⟨
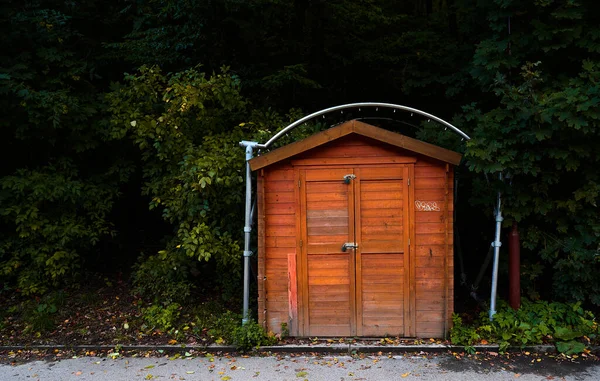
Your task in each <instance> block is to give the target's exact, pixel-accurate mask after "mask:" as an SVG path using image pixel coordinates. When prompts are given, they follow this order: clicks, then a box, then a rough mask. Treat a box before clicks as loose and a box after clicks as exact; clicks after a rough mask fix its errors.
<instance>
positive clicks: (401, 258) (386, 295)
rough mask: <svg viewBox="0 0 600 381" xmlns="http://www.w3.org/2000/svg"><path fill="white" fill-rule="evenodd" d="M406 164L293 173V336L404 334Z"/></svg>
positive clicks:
⟩
Instructions to follow
Rewrite the records above with every "positive clicks" replaced by "foreground clicks" and everything else left unchanged. Leave the pictures out of your answer.

Solution to the problem
Your task in each <instance> block is to give the target's exact, pixel-accurate mask after "mask:" as an SVG path using image pixel coordinates. When prompts are given, they follow this order: clicks, then a box, then a rough mask. Treat a box before clicks as loose and a box after clicks as exact; clicks after a rough mask fix its errors.
<instance>
foreground clicks: (401, 258) (386, 295)
rough mask: <svg viewBox="0 0 600 381" xmlns="http://www.w3.org/2000/svg"><path fill="white" fill-rule="evenodd" d="M406 164L293 173V336L404 334Z"/></svg>
foreground clicks:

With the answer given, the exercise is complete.